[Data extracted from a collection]
---*---

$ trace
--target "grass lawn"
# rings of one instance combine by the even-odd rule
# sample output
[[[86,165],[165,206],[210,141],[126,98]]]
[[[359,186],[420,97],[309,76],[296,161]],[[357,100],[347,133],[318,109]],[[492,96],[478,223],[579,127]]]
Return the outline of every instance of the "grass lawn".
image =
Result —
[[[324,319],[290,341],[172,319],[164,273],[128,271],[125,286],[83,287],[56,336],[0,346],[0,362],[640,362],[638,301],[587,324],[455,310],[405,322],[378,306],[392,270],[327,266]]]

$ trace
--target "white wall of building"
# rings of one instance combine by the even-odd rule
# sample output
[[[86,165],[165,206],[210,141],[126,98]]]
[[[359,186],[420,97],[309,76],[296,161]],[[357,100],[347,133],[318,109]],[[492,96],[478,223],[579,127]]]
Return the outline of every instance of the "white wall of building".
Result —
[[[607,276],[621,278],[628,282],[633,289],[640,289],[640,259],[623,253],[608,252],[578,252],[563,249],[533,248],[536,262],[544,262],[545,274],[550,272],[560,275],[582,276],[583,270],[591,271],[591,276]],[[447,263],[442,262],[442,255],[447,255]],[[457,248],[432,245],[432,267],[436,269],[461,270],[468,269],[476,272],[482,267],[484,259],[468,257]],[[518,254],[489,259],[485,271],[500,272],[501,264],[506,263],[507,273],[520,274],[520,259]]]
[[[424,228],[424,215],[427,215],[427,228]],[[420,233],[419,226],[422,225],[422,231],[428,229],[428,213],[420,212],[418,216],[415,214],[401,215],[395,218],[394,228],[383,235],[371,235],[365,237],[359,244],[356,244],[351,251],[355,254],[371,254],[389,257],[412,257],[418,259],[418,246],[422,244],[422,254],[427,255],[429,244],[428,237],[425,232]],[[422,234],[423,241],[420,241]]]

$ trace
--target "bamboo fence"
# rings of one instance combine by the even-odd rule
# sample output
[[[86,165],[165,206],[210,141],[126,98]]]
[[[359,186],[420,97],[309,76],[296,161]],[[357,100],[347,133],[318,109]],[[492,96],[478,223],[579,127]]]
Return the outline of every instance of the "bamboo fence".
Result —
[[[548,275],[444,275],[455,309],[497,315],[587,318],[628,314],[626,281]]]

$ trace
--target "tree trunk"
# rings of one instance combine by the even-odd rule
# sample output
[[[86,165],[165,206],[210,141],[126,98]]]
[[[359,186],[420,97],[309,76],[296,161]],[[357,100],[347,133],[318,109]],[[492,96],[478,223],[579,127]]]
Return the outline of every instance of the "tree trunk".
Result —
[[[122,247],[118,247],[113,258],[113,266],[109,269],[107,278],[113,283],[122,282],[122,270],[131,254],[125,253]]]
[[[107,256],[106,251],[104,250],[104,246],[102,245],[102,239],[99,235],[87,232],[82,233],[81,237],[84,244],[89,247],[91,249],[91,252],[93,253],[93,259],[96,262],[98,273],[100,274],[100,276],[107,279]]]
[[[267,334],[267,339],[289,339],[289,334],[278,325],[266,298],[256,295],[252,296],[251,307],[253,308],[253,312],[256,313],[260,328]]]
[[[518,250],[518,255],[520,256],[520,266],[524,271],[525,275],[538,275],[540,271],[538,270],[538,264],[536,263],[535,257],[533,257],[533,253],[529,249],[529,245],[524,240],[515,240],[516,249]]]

---*---

WHAT NEEDS TO BE DONE: Please copy out each record, character for character.

FULL ANSWER:
$ trace
--target "grass lawn"
# rings of one instance combine by the even-odd rule
# sample output
[[[86,165],[165,206],[210,141],[126,98]]]
[[[359,186],[420,97],[309,76],[296,161]],[[357,100],[347,133],[318,109]],[[492,96],[478,223],[579,127]]]
Return the outline of every instance of the "grass lawn".
image =
Result —
[[[324,319],[290,341],[172,319],[164,273],[128,271],[125,286],[83,287],[56,336],[0,346],[0,362],[640,362],[638,301],[587,324],[455,310],[405,322],[378,306],[392,270],[327,266]]]

$ trace
--target "white wall of building"
# rings of one instance combine by the even-odd rule
# sample output
[[[86,165],[165,206],[210,141],[126,98]]]
[[[359,186],[420,97],[309,76],[296,161]],[[357,100],[347,133],[318,109]],[[492,96],[478,223],[579,127]]]
Return the outline of every instance of the "white wall of building".
Result —
[[[607,276],[621,278],[628,282],[633,289],[640,289],[640,259],[623,253],[608,252],[578,252],[563,249],[533,248],[536,262],[544,262],[545,274],[550,272],[560,275],[582,276],[583,270],[591,271],[591,276]],[[447,263],[442,262],[442,255],[447,255]],[[457,248],[432,245],[432,267],[436,269],[461,270],[468,269],[476,272],[482,267],[484,259],[468,257]],[[518,254],[489,259],[485,271],[500,272],[501,264],[506,263],[507,273],[520,274],[520,259]]]
[[[424,228],[424,215],[427,215],[427,228]],[[420,233],[419,226],[422,225],[422,231],[428,229],[428,213],[420,212],[418,216],[415,214],[401,215],[395,218],[394,228],[383,235],[371,235],[365,237],[359,244],[356,244],[351,251],[355,254],[371,254],[389,257],[412,257],[418,259],[418,246],[422,244],[422,254],[427,255],[429,244],[428,237],[425,232]],[[422,234],[423,241],[420,241]]]

$ trace
--target "bamboo fence"
# rings of one instance combine by the even-odd rule
# sample output
[[[86,165],[165,206],[210,141],[126,98]]]
[[[359,186],[420,97],[309,76],[296,161]],[[357,100],[347,133],[318,109]],[[492,96],[478,223],[579,127]]]
Return the outline of every instance of the "bamboo fence".
Result —
[[[548,275],[444,275],[455,309],[497,315],[587,318],[628,314],[626,281]]]

$ trace
--target "tree trunk"
# rings of one instance combine by the even-odd rule
# sample output
[[[86,165],[165,206],[210,141],[126,98]]]
[[[359,186],[420,97],[309,76],[296,161]],[[357,100],[347,133],[318,109]],[[492,96],[478,223],[579,127]]]
Return the outline of every instance of the "tree trunk".
Result —
[[[122,247],[118,247],[113,258],[113,266],[109,269],[107,278],[113,283],[122,282],[122,270],[131,254],[125,253]]]
[[[107,256],[106,251],[104,250],[104,246],[102,245],[102,239],[99,235],[87,232],[82,233],[81,237],[84,244],[89,247],[91,249],[91,252],[93,253],[93,259],[96,262],[98,273],[100,274],[100,276],[107,279]]]
[[[267,334],[267,339],[289,339],[289,334],[278,325],[266,298],[256,295],[252,296],[251,307],[253,308],[253,312],[256,313],[260,328]]]
[[[518,250],[518,255],[520,256],[520,266],[524,271],[525,275],[538,275],[540,271],[538,270],[538,264],[536,263],[535,257],[533,257],[533,253],[529,249],[529,245],[524,240],[515,240],[516,249]]]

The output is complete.